### Short task
In the entries that follow, identify the line containing "task | indicate the catcher's leg" and return it together with all later lines, exactly as they appear.

### Material
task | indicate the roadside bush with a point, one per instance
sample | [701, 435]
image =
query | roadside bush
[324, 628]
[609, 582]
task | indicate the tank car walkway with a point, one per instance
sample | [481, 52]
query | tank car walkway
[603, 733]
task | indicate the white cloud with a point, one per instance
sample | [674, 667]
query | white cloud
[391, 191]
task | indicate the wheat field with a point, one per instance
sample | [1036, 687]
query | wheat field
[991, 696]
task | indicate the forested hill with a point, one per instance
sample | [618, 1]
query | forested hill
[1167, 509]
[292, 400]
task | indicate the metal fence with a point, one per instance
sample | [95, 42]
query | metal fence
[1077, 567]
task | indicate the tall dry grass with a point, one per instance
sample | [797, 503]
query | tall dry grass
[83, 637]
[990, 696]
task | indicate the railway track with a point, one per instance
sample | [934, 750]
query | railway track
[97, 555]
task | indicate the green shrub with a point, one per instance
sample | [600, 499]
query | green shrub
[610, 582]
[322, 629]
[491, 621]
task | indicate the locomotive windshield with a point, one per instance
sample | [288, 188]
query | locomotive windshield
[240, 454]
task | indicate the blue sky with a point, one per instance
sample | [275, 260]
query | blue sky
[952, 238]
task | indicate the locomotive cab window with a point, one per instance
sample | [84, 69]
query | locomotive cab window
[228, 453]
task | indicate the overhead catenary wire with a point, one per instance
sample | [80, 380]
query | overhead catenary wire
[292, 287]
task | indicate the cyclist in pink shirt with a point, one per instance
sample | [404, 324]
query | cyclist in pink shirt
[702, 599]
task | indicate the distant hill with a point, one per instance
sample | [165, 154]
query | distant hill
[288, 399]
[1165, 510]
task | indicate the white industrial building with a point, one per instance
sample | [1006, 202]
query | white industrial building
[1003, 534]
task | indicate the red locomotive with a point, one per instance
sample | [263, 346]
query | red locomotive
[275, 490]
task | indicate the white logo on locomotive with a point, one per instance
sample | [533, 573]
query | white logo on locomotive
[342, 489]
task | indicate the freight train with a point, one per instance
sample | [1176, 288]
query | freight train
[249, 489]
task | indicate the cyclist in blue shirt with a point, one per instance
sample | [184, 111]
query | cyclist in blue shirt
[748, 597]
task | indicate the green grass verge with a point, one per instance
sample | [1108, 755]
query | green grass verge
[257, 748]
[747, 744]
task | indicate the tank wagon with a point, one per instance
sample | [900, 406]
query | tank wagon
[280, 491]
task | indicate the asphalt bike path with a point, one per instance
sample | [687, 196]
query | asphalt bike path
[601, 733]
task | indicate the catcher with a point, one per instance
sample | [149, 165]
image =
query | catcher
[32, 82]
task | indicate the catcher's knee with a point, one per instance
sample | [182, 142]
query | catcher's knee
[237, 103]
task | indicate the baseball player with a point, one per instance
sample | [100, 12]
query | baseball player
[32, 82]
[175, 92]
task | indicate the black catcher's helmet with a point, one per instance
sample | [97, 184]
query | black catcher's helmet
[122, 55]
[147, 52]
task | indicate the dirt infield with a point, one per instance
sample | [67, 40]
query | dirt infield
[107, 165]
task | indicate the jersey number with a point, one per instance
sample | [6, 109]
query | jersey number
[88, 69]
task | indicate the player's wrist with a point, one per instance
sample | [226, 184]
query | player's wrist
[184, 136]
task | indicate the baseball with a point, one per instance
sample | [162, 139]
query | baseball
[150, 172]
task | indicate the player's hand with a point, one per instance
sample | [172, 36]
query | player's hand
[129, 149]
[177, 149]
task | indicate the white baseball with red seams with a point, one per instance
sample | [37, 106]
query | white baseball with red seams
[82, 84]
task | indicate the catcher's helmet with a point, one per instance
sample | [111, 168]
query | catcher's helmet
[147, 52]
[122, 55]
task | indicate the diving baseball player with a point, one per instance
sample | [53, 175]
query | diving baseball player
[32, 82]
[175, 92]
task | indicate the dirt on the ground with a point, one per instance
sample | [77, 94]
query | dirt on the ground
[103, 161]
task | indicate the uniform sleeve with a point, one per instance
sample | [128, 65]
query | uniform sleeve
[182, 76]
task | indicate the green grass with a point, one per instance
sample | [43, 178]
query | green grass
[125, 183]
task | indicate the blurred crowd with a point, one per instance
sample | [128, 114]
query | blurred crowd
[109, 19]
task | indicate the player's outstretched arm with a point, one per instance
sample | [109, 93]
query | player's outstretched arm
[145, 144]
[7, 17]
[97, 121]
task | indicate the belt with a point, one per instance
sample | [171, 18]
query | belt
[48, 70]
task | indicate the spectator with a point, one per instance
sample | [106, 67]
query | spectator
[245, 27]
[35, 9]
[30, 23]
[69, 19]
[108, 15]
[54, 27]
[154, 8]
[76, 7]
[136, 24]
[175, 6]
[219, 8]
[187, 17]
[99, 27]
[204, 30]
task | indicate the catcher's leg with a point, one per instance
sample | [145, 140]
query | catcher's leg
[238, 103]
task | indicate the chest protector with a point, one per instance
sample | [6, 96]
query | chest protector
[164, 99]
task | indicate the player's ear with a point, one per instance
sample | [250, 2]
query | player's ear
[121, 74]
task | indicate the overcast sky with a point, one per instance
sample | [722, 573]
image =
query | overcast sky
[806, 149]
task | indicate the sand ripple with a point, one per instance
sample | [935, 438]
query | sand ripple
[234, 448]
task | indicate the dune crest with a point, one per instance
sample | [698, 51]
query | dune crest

### Result
task | indicate the catcher's leg with a point, one per instance
sample | [145, 140]
query | catcher's leg
[238, 103]
task | indicate the chest protector with a point, one per instance
sample | [6, 96]
query | chest protector
[164, 99]
task | indicate the player's ear with a point, one per instance
sample | [250, 2]
query | player's ear
[121, 74]
task | indicate the overcast sky with a point, one per instance
sample | [722, 573]
image =
query | overcast sky
[806, 149]
task | indicate the sand ripple with a point, one per instance
sample | [935, 438]
query | sand ripple
[234, 448]
task | indicate the dune crest with a point, one per instance
sample | [698, 51]
query | dune crest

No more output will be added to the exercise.